### Aim
From the Man of Steel review below, pull out everything from "This film isn’t" down to "death truly deserved.", word for word.

Start of Quoted text

By Robert “Rob Base” Greenwood
Welcome to my new article series where I talk popular culture and its love/hate relationship with its ravenous fan base.
Today I want to talk about DC Comic’s blockbuster hit, Man of Steel, Zack Snyder and David S. Goyer’s retooled/rebooted take on the bastard son of Krypton Superman. It’s loved by many and hated by purists. Many comic book pros have bashed this film. Icons like Mark Waid, who nearly walked out of the film (according to him) and wrote a huge post on what he hated about the film.
First and foremost, I must say that I thought I was going to hate this film being that I am not a diehard fan of Superman nor am I the biggest supporter of DC. So it’s no surprise that I instantly started nitpicking points right from the start.
This film isn’t your traditional take on the Red and Blue immigrant from space. This is a film about family and dealing with life’s many struggles. And it tackles how we, as humans, would actually react to a near god-like being. It also addresses the burden he must bear.
Just like any film, there are some negative parts, mainly with the crap-tastic, wooden acting of the birth mom of Superman, Lara Lor-Van (Ayelet Zurer). She gives such a horrible performance that we (my wife and I) rooted for her violent end. And even then, she was so lethargic that it didn’t give the satisfaction that her death truly deserved.

End of Quoted text
Start of Material

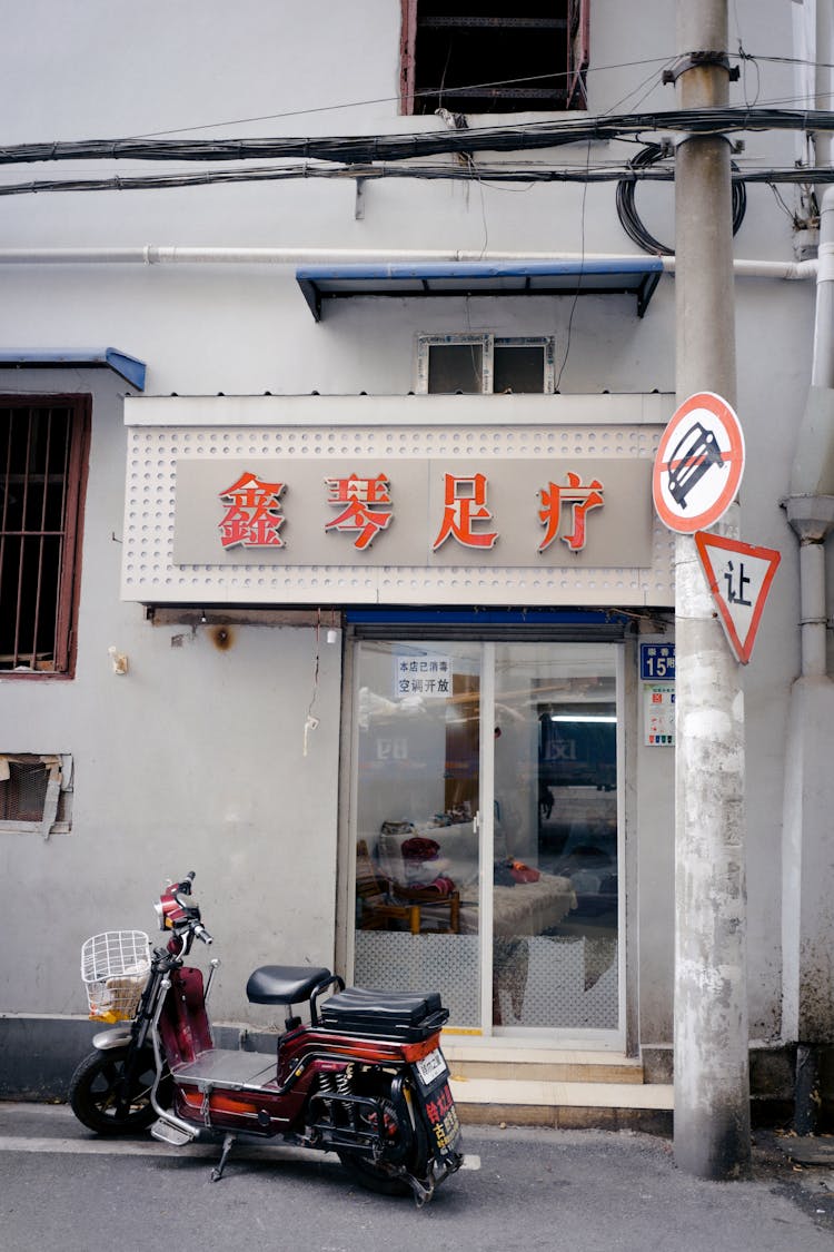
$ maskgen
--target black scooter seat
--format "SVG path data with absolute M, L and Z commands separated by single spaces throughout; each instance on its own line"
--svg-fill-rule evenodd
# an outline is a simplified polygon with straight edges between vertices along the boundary
M 449 1020 L 439 992 L 376 992 L 348 987 L 321 1005 L 325 1029 L 416 1043 Z
M 303 1004 L 316 987 L 333 979 L 329 969 L 311 965 L 260 965 L 249 975 L 250 1004 Z

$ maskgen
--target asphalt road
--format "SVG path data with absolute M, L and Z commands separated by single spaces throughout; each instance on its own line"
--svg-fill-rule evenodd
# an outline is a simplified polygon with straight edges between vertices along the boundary
M 834 1168 L 798 1169 L 771 1139 L 739 1183 L 689 1178 L 668 1142 L 639 1134 L 468 1128 L 465 1149 L 416 1209 L 353 1187 L 331 1157 L 239 1148 L 213 1183 L 210 1144 L 98 1139 L 65 1106 L 0 1103 L 0 1249 L 834 1248 Z

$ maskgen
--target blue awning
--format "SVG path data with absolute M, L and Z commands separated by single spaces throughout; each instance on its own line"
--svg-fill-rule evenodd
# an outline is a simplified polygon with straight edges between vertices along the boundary
M 145 362 L 119 348 L 18 348 L 0 352 L 0 368 L 16 366 L 106 366 L 136 391 L 145 389 Z
M 323 302 L 351 295 L 623 295 L 645 313 L 660 282 L 660 257 L 579 260 L 304 265 L 295 277 L 316 322 Z

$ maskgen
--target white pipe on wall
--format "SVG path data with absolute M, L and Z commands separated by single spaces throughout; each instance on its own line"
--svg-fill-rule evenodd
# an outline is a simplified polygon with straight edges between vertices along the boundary
M 351 265 L 409 264 L 419 262 L 514 262 L 514 260 L 640 260 L 629 253 L 554 252 L 463 252 L 409 248 L 234 248 L 141 244 L 133 248 L 0 248 L 0 265 Z M 665 273 L 675 272 L 674 257 L 658 258 Z M 810 279 L 815 260 L 734 260 L 736 278 Z

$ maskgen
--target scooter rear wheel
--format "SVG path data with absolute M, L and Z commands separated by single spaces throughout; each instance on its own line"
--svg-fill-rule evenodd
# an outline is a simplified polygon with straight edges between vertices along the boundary
M 380 1092 L 365 1090 L 363 1094 L 375 1094 Z M 394 1106 L 383 1098 L 385 1122 L 390 1127 L 390 1148 L 386 1158 L 390 1164 L 405 1166 L 409 1173 L 418 1178 L 424 1178 L 428 1169 L 429 1141 L 420 1118 L 416 1126 L 409 1126 L 408 1141 L 404 1142 L 403 1129 L 399 1127 Z M 366 1114 L 365 1114 L 366 1116 Z M 410 1196 L 411 1187 L 401 1176 L 391 1174 L 383 1163 L 376 1163 L 370 1157 L 349 1148 L 338 1149 L 338 1156 L 343 1168 L 350 1178 L 365 1191 L 376 1192 L 378 1196 Z
M 125 1092 L 123 1080 L 128 1049 L 94 1052 L 70 1079 L 70 1107 L 79 1122 L 96 1134 L 128 1134 L 144 1131 L 156 1119 L 150 1102 L 156 1068 L 154 1053 L 145 1049 Z

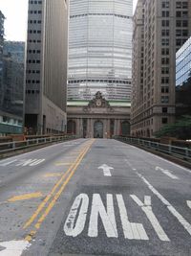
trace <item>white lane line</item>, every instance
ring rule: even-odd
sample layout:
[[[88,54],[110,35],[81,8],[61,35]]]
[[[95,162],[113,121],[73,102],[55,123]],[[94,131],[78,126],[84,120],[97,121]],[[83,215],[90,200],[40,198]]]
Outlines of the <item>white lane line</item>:
[[[131,240],[149,240],[141,223],[130,222],[122,195],[117,195],[124,237]]]
[[[180,223],[184,227],[184,229],[191,235],[191,224],[181,216],[172,204],[159,194],[150,183],[149,181],[140,174],[137,173],[137,175],[144,181],[147,187],[155,194],[158,198],[167,207],[167,209],[177,218]]]
[[[164,174],[165,175],[171,177],[172,179],[180,179],[178,176],[176,176],[175,175],[173,175],[170,171],[168,170],[164,170],[159,166],[156,167],[156,171],[160,171],[162,174]]]
[[[113,195],[107,194],[107,210],[101,200],[99,194],[93,195],[92,211],[88,229],[89,237],[97,237],[98,220],[102,221],[108,238],[117,238],[117,222],[114,211]]]
[[[151,222],[153,228],[155,229],[158,237],[161,241],[169,242],[169,238],[164,232],[163,228],[161,227],[159,221],[158,221],[156,215],[153,212],[152,206],[151,206],[151,197],[145,196],[144,197],[144,203],[140,201],[140,199],[135,196],[130,195],[130,197],[134,199],[134,201],[141,207],[142,211],[145,213],[146,217],[148,218],[149,221]]]
[[[6,161],[6,162],[3,162],[3,163],[0,163],[0,166],[8,166],[8,165],[10,165],[11,163],[14,163],[16,161],[17,161],[17,159],[11,160],[11,161]]]
[[[186,202],[187,202],[188,207],[191,209],[191,201],[187,200]]]
[[[0,251],[0,256],[20,256],[24,250],[31,246],[27,241],[10,241],[0,243],[0,246],[4,247]]]
[[[80,194],[74,199],[71,211],[64,224],[64,232],[67,236],[76,237],[84,229],[88,212],[89,198],[86,194]],[[80,209],[79,209],[80,207]],[[79,213],[78,213],[79,211]],[[78,217],[76,220],[76,215]]]
[[[98,169],[102,169],[103,170],[104,176],[112,176],[112,174],[111,174],[110,170],[114,170],[113,167],[110,167],[110,166],[104,164],[104,165],[99,166]]]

End of Material

### The response
This film isn’t your traditional take on the Red and Blue immigrant from space. This is a film about family and dealing with life’s many struggles. And it tackles how we, as humans, would actually react to a near god-like being. It also addresses the burden he must bear.
Just like any film, there are some negative parts, mainly with the crap-tastic, wooden acting of the birth mom of Superman, Lara Lor-Van (Ayelet Zurer). She gives such a horrible performance that we (my wife and I) rooted for her violent end. And even then, she was so lethargic that it didn’t give the satisfaction that her death truly deserved.